Bounding box annotation entries
----------------

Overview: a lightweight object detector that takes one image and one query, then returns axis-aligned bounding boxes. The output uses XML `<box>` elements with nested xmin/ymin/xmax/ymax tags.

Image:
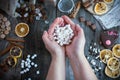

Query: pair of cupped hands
<box><xmin>42</xmin><ymin>15</ymin><xmax>85</xmax><ymax>57</ymax></box>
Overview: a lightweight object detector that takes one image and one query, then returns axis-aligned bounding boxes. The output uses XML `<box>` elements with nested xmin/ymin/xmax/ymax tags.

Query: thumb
<box><xmin>75</xmin><ymin>24</ymin><xmax>84</xmax><ymax>35</ymax></box>
<box><xmin>42</xmin><ymin>31</ymin><xmax>48</xmax><ymax>43</ymax></box>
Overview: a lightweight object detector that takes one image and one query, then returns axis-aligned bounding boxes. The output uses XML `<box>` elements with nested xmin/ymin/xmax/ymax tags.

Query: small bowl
<box><xmin>58</xmin><ymin>0</ymin><xmax>75</xmax><ymax>13</ymax></box>
<box><xmin>15</xmin><ymin>23</ymin><xmax>29</xmax><ymax>37</ymax></box>
<box><xmin>100</xmin><ymin>49</ymin><xmax>113</xmax><ymax>64</ymax></box>
<box><xmin>112</xmin><ymin>44</ymin><xmax>120</xmax><ymax>58</ymax></box>
<box><xmin>107</xmin><ymin>57</ymin><xmax>120</xmax><ymax>71</ymax></box>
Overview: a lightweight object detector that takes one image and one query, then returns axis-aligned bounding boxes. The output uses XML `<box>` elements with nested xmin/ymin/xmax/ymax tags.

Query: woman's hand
<box><xmin>42</xmin><ymin>18</ymin><xmax>65</xmax><ymax>57</ymax></box>
<box><xmin>62</xmin><ymin>16</ymin><xmax>85</xmax><ymax>57</ymax></box>
<box><xmin>66</xmin><ymin>24</ymin><xmax>85</xmax><ymax>57</ymax></box>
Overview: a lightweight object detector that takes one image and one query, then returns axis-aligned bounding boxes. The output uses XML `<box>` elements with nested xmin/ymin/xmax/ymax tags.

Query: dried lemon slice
<box><xmin>100</xmin><ymin>49</ymin><xmax>113</xmax><ymax>63</ymax></box>
<box><xmin>10</xmin><ymin>46</ymin><xmax>22</xmax><ymax>58</ymax></box>
<box><xmin>104</xmin><ymin>0</ymin><xmax>114</xmax><ymax>4</ymax></box>
<box><xmin>112</xmin><ymin>44</ymin><xmax>120</xmax><ymax>58</ymax></box>
<box><xmin>107</xmin><ymin>57</ymin><xmax>120</xmax><ymax>71</ymax></box>
<box><xmin>15</xmin><ymin>23</ymin><xmax>29</xmax><ymax>37</ymax></box>
<box><xmin>94</xmin><ymin>2</ymin><xmax>108</xmax><ymax>15</ymax></box>
<box><xmin>105</xmin><ymin>66</ymin><xmax>120</xmax><ymax>78</ymax></box>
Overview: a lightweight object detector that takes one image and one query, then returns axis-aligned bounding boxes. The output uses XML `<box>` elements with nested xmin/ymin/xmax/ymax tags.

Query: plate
<box><xmin>82</xmin><ymin>0</ymin><xmax>114</xmax><ymax>15</ymax></box>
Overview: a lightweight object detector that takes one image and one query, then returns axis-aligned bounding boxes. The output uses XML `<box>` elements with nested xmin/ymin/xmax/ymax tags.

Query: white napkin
<box><xmin>94</xmin><ymin>0</ymin><xmax>120</xmax><ymax>30</ymax></box>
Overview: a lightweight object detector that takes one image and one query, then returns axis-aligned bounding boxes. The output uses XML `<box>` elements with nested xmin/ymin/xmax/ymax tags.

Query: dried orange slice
<box><xmin>104</xmin><ymin>0</ymin><xmax>114</xmax><ymax>4</ymax></box>
<box><xmin>94</xmin><ymin>2</ymin><xmax>108</xmax><ymax>15</ymax></box>
<box><xmin>10</xmin><ymin>46</ymin><xmax>22</xmax><ymax>58</ymax></box>
<box><xmin>100</xmin><ymin>49</ymin><xmax>113</xmax><ymax>63</ymax></box>
<box><xmin>112</xmin><ymin>44</ymin><xmax>120</xmax><ymax>58</ymax></box>
<box><xmin>105</xmin><ymin>66</ymin><xmax>120</xmax><ymax>78</ymax></box>
<box><xmin>107</xmin><ymin>57</ymin><xmax>120</xmax><ymax>71</ymax></box>
<box><xmin>15</xmin><ymin>23</ymin><xmax>29</xmax><ymax>37</ymax></box>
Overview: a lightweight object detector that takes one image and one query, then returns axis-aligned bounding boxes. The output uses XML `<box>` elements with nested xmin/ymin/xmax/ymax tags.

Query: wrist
<box><xmin>52</xmin><ymin>52</ymin><xmax>65</xmax><ymax>59</ymax></box>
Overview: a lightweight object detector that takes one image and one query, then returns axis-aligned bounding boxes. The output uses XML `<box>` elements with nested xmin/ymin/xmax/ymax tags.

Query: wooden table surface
<box><xmin>0</xmin><ymin>0</ymin><xmax>120</xmax><ymax>80</ymax></box>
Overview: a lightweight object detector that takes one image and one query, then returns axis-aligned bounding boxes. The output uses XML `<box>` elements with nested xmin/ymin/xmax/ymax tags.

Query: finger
<box><xmin>62</xmin><ymin>15</ymin><xmax>75</xmax><ymax>27</ymax></box>
<box><xmin>48</xmin><ymin>17</ymin><xmax>64</xmax><ymax>35</ymax></box>
<box><xmin>75</xmin><ymin>24</ymin><xmax>84</xmax><ymax>35</ymax></box>
<box><xmin>42</xmin><ymin>31</ymin><xmax>48</xmax><ymax>43</ymax></box>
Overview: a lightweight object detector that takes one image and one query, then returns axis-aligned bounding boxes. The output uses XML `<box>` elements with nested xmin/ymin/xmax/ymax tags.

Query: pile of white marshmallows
<box><xmin>53</xmin><ymin>24</ymin><xmax>74</xmax><ymax>46</ymax></box>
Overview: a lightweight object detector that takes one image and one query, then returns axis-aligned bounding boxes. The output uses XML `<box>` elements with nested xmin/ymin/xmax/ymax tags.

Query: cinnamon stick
<box><xmin>0</xmin><ymin>44</ymin><xmax>13</xmax><ymax>56</ymax></box>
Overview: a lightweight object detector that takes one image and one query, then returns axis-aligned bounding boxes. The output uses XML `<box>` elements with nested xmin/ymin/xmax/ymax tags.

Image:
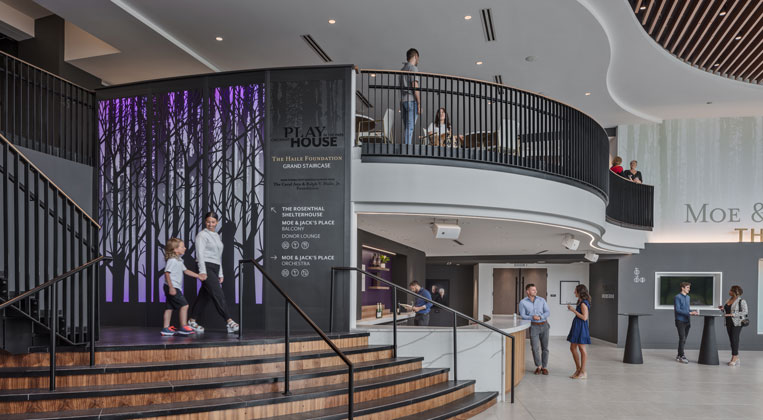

----------------

**What you need to do:**
Which lines in the listing above contain the word "dried"? Pull out each of them.

**Exercise response:**
Query: dried lemon slice
Query: dried orange slice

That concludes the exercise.